▶ **The data**

>>>>>

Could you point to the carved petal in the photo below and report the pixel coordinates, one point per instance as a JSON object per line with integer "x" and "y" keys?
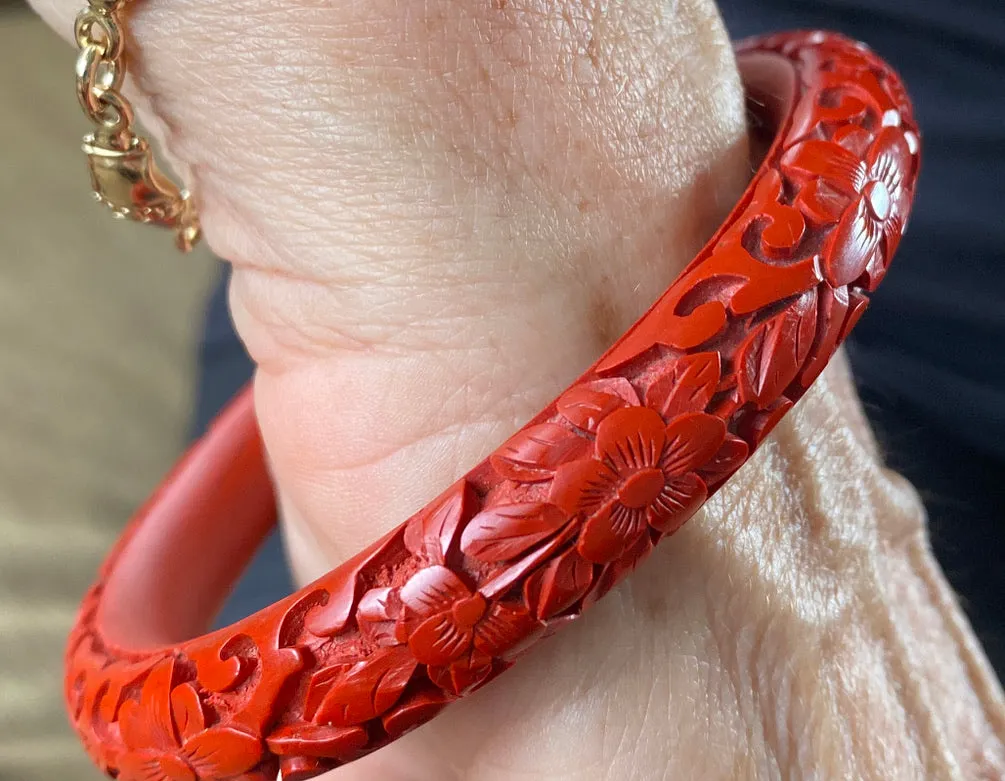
{"x": 368, "y": 689}
{"x": 504, "y": 533}
{"x": 312, "y": 740}
{"x": 687, "y": 387}
{"x": 147, "y": 725}
{"x": 439, "y": 639}
{"x": 559, "y": 584}
{"x": 501, "y": 628}
{"x": 150, "y": 766}
{"x": 534, "y": 453}
{"x": 691, "y": 441}
{"x": 852, "y": 243}
{"x": 431, "y": 534}
{"x": 187, "y": 710}
{"x": 586, "y": 405}
{"x": 607, "y": 534}
{"x": 433, "y": 590}
{"x": 631, "y": 438}
{"x": 679, "y": 501}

<<<<<

▶ **What you need to do**
Everything in the data except the pictures needs to be written out exactly.

▶ **Expected answer**
Could you point to the carved petal in the photo below and report the pixel coordinates, one point per instance as a JSON object per line with integer "x" and "y" keys?
{"x": 368, "y": 689}
{"x": 504, "y": 533}
{"x": 312, "y": 740}
{"x": 687, "y": 387}
{"x": 147, "y": 725}
{"x": 439, "y": 639}
{"x": 559, "y": 584}
{"x": 501, "y": 628}
{"x": 150, "y": 766}
{"x": 534, "y": 453}
{"x": 691, "y": 441}
{"x": 852, "y": 243}
{"x": 431, "y": 534}
{"x": 187, "y": 710}
{"x": 586, "y": 405}
{"x": 607, "y": 534}
{"x": 433, "y": 590}
{"x": 631, "y": 438}
{"x": 679, "y": 501}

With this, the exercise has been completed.